[WHAT TO PRODUCE] Return the full listing exactly as it is written.

BEGIN RECORDS FOR THE EXERCISE

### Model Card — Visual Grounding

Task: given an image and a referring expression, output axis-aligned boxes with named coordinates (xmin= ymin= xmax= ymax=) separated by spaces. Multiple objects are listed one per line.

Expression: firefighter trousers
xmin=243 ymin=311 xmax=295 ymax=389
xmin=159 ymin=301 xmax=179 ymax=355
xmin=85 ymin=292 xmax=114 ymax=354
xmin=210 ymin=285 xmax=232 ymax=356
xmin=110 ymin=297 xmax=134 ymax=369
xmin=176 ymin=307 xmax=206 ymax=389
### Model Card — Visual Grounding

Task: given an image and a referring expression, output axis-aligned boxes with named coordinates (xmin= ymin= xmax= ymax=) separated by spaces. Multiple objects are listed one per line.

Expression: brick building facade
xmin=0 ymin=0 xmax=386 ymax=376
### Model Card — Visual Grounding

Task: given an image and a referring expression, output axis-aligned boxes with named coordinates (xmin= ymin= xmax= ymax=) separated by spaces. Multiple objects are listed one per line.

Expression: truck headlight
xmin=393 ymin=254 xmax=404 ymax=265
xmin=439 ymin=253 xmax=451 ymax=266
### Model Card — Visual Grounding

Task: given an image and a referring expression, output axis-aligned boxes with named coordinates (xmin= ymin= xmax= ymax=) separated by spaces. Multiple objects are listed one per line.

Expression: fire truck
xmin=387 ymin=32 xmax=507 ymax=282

END RECORDS FOR THE EXERCISE

[YOUR RESPONSE]
### Model Card — Visual Grounding

Task: given an image and a referring expression, output axis-aligned boxes with named coordinates (xmin= ymin= xmax= ymax=) separated by spaces. Multiple objects are listed one per line.

Expression: firefighter trousers
xmin=243 ymin=311 xmax=295 ymax=389
xmin=159 ymin=301 xmax=179 ymax=355
xmin=85 ymin=292 xmax=114 ymax=354
xmin=210 ymin=285 xmax=232 ymax=356
xmin=110 ymin=297 xmax=134 ymax=369
xmin=176 ymin=307 xmax=206 ymax=389
### Model Card — Visual Grounding

Task: given an image and a referring expression, output axis-aligned boxes with named coordinates (xmin= ymin= xmax= ymax=) separated by spaces. Multiple objects are listed one per line.

Expression: brick building facade
xmin=0 ymin=0 xmax=386 ymax=376
### Model Card — Visual Grounding

Task: given an image and a referring expression, output axis-aligned boxes with named coordinates (xmin= ymin= xmax= ymax=) separated by spaces. Multiple objects are listed one per line.

Expression: truck headlight
xmin=393 ymin=254 xmax=404 ymax=265
xmin=439 ymin=253 xmax=451 ymax=266
### Model Card — Visual Grounding

Task: given an image and a referring expression, output axis-aligned boxes with named coordinates (xmin= ymin= xmax= ymax=) separated by spaces. Multiple objects are listed one per line.

Expression: fire truck
xmin=387 ymin=32 xmax=507 ymax=282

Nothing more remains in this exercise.